• [Exercise]: Copying nothing before it, reproduce the line that holds "Where can you find the white lamp" and every line after it in the data, exactly.
◇ ◇ ◇ ◇ ◇ ◇ ◇
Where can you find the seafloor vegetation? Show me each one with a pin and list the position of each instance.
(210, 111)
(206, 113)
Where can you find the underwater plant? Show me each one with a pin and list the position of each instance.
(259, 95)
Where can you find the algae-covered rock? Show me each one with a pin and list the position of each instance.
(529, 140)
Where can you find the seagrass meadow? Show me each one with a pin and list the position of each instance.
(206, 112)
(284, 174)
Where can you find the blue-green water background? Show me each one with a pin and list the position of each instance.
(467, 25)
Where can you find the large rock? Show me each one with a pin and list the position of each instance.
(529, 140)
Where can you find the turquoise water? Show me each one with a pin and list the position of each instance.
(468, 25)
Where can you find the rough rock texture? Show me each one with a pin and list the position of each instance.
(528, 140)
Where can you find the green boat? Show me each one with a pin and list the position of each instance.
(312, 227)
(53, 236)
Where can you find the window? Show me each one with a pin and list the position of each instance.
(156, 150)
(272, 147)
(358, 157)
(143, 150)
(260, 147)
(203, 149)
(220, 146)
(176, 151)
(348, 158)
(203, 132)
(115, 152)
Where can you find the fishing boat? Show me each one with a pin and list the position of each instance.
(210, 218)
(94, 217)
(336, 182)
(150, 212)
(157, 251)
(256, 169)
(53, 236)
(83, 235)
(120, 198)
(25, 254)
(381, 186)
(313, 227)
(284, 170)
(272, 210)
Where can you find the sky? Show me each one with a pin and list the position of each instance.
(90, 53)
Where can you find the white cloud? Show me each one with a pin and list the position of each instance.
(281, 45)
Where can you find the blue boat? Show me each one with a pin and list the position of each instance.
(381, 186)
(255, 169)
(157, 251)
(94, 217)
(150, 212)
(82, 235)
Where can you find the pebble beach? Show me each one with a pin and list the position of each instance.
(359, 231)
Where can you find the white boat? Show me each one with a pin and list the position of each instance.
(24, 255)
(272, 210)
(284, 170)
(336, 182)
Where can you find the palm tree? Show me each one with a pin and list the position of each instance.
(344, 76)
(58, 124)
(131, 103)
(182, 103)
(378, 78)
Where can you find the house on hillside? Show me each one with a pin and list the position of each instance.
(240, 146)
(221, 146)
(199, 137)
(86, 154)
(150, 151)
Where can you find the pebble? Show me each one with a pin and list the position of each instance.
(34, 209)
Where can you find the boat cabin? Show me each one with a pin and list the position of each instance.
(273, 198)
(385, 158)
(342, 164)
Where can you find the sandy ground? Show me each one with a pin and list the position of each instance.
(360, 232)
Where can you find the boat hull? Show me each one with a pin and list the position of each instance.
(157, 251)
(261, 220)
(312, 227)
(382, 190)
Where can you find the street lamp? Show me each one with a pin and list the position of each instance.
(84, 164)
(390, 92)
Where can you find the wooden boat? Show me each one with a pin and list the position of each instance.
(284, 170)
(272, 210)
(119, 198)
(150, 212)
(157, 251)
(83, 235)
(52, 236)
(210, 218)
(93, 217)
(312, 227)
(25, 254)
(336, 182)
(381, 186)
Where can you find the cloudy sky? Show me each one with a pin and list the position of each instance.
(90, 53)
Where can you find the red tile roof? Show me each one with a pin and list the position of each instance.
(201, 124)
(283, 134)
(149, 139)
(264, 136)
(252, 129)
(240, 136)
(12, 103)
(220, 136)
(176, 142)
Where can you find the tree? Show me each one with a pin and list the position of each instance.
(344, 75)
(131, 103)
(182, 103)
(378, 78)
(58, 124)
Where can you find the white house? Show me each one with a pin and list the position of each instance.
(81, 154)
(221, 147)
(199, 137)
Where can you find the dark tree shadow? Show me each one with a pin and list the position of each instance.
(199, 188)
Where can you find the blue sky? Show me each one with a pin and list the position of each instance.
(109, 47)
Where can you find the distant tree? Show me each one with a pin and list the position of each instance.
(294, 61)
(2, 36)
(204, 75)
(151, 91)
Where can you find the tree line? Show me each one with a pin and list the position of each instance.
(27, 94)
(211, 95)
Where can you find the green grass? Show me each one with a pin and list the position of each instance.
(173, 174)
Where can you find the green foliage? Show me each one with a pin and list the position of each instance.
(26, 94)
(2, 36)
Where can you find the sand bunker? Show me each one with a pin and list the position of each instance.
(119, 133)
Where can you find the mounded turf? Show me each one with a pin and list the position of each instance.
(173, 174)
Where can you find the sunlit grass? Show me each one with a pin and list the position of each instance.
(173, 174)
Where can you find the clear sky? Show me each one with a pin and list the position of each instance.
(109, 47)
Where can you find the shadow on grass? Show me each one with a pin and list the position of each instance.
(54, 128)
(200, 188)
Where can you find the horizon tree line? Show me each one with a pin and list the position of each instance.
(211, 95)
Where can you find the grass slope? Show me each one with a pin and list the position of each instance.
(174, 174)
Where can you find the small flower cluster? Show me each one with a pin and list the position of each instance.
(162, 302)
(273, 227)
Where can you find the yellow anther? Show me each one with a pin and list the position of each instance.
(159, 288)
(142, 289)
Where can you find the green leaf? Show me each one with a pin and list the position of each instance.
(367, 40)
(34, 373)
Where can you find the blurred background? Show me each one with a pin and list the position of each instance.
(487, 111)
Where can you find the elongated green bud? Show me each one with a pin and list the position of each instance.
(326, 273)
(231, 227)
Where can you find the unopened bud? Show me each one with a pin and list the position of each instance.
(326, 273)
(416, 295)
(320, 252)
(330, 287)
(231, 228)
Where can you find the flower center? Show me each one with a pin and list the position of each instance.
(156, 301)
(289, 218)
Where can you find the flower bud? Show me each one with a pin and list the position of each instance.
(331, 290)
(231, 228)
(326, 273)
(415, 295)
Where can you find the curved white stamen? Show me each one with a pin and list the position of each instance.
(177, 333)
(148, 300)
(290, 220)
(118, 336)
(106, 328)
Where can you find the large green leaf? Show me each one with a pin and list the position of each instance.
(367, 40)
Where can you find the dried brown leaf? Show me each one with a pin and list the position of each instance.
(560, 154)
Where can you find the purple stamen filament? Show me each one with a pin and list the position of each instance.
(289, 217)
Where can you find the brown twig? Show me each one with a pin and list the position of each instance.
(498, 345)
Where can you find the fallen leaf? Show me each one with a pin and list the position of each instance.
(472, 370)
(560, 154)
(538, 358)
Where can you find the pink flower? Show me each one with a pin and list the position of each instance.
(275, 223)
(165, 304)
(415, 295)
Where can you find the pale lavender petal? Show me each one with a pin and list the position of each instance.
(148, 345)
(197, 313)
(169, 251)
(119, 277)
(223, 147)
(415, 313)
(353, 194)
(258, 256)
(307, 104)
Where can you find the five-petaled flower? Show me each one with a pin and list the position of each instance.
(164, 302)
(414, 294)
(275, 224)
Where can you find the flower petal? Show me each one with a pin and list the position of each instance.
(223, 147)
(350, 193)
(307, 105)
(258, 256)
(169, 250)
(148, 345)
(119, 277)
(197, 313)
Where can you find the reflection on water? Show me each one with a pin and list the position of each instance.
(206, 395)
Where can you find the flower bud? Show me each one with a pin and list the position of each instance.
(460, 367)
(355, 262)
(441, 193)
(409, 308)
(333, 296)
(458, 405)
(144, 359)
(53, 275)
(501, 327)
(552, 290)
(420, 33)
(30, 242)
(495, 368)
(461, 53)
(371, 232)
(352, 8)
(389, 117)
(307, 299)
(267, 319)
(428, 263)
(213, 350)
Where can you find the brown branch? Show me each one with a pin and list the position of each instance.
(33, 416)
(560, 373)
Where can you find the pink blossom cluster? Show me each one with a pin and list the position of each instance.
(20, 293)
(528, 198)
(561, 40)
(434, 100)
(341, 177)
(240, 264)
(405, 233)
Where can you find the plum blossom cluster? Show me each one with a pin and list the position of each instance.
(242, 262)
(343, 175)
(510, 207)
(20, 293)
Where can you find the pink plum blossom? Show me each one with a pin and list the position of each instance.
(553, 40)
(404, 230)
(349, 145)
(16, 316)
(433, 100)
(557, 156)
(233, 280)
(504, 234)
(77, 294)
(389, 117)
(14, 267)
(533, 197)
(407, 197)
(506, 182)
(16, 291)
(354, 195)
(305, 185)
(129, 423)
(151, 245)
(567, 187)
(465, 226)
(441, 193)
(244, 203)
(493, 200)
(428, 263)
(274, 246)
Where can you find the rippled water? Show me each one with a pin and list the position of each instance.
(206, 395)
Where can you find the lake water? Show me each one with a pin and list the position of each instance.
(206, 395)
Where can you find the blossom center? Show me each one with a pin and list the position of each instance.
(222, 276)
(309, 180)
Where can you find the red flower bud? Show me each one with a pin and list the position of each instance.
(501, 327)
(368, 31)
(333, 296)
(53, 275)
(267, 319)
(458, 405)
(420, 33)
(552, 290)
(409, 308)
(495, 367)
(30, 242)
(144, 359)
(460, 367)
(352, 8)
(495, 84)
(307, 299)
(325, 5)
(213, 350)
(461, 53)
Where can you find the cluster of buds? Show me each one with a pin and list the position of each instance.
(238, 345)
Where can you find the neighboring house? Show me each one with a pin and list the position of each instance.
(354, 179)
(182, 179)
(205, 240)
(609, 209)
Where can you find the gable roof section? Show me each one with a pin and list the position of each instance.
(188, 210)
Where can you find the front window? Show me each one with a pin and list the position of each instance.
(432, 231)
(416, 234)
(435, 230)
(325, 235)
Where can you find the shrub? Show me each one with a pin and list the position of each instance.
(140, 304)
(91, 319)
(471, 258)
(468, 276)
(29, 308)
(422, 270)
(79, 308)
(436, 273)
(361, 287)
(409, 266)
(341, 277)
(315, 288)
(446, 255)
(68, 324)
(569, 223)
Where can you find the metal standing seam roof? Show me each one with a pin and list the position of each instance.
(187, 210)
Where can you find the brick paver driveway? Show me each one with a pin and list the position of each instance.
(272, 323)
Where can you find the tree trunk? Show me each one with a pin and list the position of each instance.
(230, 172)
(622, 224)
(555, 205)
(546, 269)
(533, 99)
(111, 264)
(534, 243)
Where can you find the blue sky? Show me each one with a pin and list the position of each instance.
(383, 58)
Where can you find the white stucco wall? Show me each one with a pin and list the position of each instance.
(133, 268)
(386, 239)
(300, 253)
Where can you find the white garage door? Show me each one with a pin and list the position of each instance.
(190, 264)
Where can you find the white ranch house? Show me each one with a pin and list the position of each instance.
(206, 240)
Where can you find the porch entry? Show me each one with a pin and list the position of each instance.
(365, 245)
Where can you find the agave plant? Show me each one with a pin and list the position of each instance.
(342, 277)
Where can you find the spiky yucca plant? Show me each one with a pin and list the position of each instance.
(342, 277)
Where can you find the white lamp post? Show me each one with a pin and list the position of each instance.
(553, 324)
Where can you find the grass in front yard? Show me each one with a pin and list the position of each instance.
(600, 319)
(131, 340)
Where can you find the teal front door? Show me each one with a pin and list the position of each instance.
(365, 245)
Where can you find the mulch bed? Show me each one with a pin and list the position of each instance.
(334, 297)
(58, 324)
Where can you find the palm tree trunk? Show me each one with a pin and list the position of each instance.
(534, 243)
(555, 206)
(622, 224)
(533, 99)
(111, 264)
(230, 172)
◇ ◇ ◇ ◇ ◇ ◇ ◇
• [Finished task]:
Where can you find the white lamp post? Show me each one with a pin and list the position of each instance.
(553, 324)
Where can you find the grass in front yard? Show me each one with a pin and list the position of each instance.
(600, 319)
(131, 340)
Where can you find the teal front door? Show me each one with a pin and list the position of each instance.
(365, 245)
Where can you find the mulch bed? Show me each one with a pin and list the position of each instance.
(334, 297)
(58, 324)
Where can you find the palm tree trunk? Show me each one with a pin and list the position of each instance.
(534, 243)
(555, 206)
(622, 224)
(533, 99)
(111, 264)
(230, 172)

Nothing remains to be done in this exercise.